*ZIELSETZUNG 1*
Geben Sie aus dem Artikel über Dietrich Mateschitz den Abschnitt von „1987 begann die“ bis einschließlich „Popstar wider Willen...“ wortgetreu wieder.
*ZIELSETZUNG 2*
Übertragen Sie diesen Satz aus dem Artikel über Dietrich Mateschitz ins Englische: „Der Jaguar-Deal hat eine kolossale Medienlawine ausgelöst, die Präsenz von Red Bull und seinem ‚Erfinder‘ hat sich vervielfacht – kein Medium des Landes kann es sich leisten, auf eine Mateschitz-Story zu verzichten.“

Red Bull-Boss Dietrich Mateschitz kämpft um seine Privatsphäre. Doch seit dem Jaguar-Deal ist nicht nur in Österreich eine „Mateschitzmania“ ausgebrochen...

Man könnte sagen: Ganz Österreich ist in eine Art „Mateschitzsches Fieber“ verfallen. Oder ein wenig einfacher gesagt: In der Alpenrepublik herrscht die „Mateschitzmania“. Der Jaguar-Deal hat eine kolossale Medienlawine ausgelöst, die Präsenz von Red Bull und seinem „Erfinder“ hat sich vervielfacht – kein Medium des Landes kann es sich leisten, auf eine Mateschitz-Story zu verzichten.

1987 begann die Erfolgsstory des Energiegetränkeherstellers – der Aufstieg, das weltweite Sportsponsoring und auch der Kauf des A1-Rings wurden medial durchaus registriert, doch der Kauf des eigenen Formel 1-Teams hat quasi den Topf zum Überlaufen gebracht. Der traumhafte Lebenslauf des 60jährigen, der als Zahnpastavertreter mit dem Energy Drink das große Geschäft landete, wird nun in die Gehirne gebrannt – Dietrich Mateschitz, zuvor eher im Wirtschaftsteil präsent, mutierte zu einer Art Popstar. Ein Popstar wider Willen...

*ANGEZEIGTE ZEILEN*
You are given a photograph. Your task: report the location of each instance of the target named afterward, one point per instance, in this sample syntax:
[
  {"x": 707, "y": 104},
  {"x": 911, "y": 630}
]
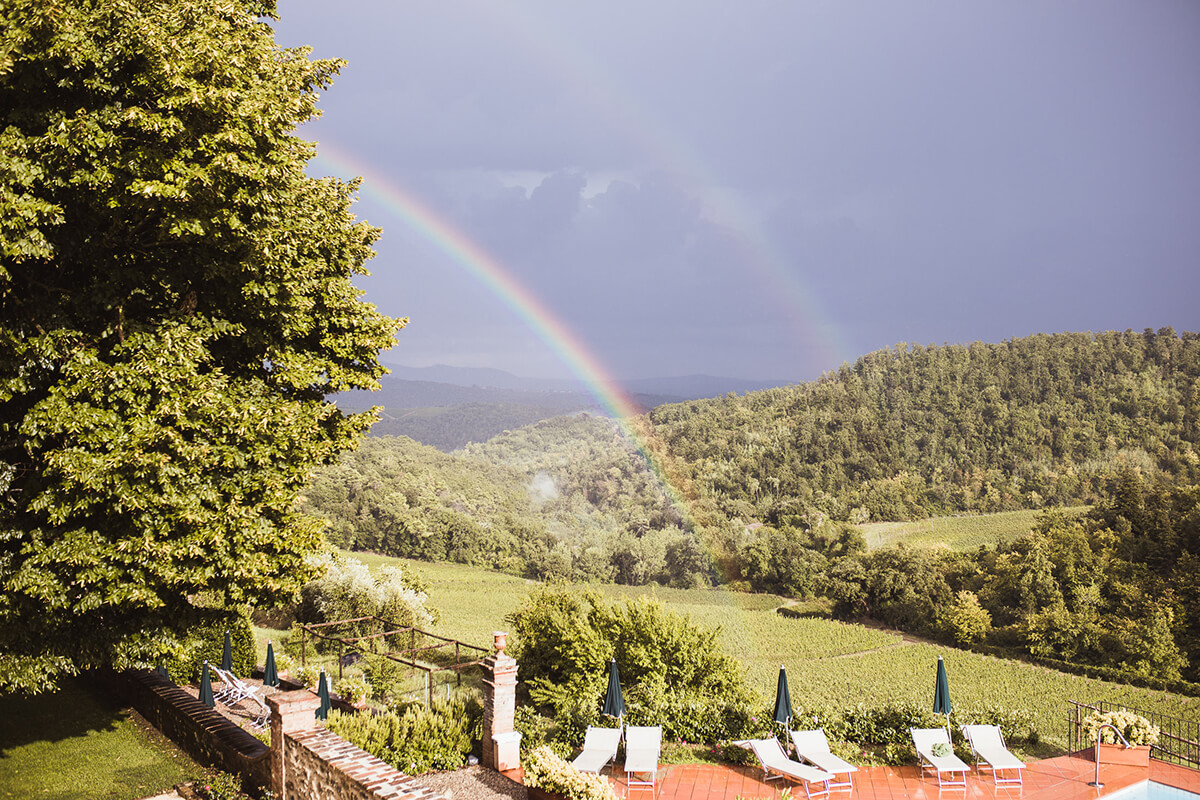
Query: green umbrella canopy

*LÖSUNG 1*
1987 begann die Erfolgsstory des Energiegetränkeherstellers – der Aufstieg, das weltweite Sportsponsoring und auch der Kauf des A1-Rings wurden medial durchaus registriert, doch der Kauf des eigenen Formel 1-Teams hat quasi den Topf zum Überlaufen gebracht. Der traumhafte Lebenslauf des 60jährigen, der als Zahnpastavertreter mit dem Energy Drink das große Geschäft landete, wird nun in die Gehirne gebrannt – Dietrich Mateschitz, zuvor eher im Wirtschaftsteil präsent, mutierte zu einer Art Popstar. Ein Popstar wider Willen...

*LÖSUNG 2*
The Jaguar deal has set off a colossal media avalanche, and the presence of Red Bull and its "inventor" has multiplied – no media outlet in the country can afford to go without a Mateschitz story.